··· PROVIDED INFORMATION ···
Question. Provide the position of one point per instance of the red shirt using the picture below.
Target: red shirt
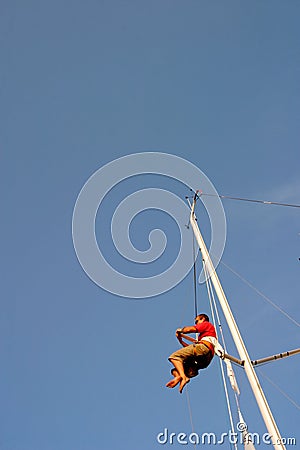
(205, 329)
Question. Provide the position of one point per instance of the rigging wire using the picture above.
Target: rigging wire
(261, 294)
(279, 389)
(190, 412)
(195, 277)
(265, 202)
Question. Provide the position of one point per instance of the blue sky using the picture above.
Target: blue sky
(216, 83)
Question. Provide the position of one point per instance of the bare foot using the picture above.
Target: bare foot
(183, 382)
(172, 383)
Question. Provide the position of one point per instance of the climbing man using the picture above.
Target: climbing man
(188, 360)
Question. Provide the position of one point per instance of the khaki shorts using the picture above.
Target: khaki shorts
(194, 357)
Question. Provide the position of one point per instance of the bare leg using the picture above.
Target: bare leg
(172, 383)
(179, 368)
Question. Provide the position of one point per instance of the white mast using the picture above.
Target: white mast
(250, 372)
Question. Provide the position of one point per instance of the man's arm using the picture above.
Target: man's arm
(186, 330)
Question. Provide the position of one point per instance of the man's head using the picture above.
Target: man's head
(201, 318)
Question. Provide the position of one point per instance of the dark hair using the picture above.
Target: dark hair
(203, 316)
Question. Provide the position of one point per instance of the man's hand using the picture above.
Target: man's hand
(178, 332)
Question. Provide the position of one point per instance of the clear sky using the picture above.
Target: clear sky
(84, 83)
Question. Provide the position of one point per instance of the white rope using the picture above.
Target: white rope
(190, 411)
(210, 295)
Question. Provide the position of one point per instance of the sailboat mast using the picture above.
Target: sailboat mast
···
ABOUT THIS EXERCISE — The expected output is every line of the records in which the string "sailboat" appears.

TASK OUTPUT —
Question. Provide the position of one point per instance of the sailboat mast using the picture above.
Target: sailboat mast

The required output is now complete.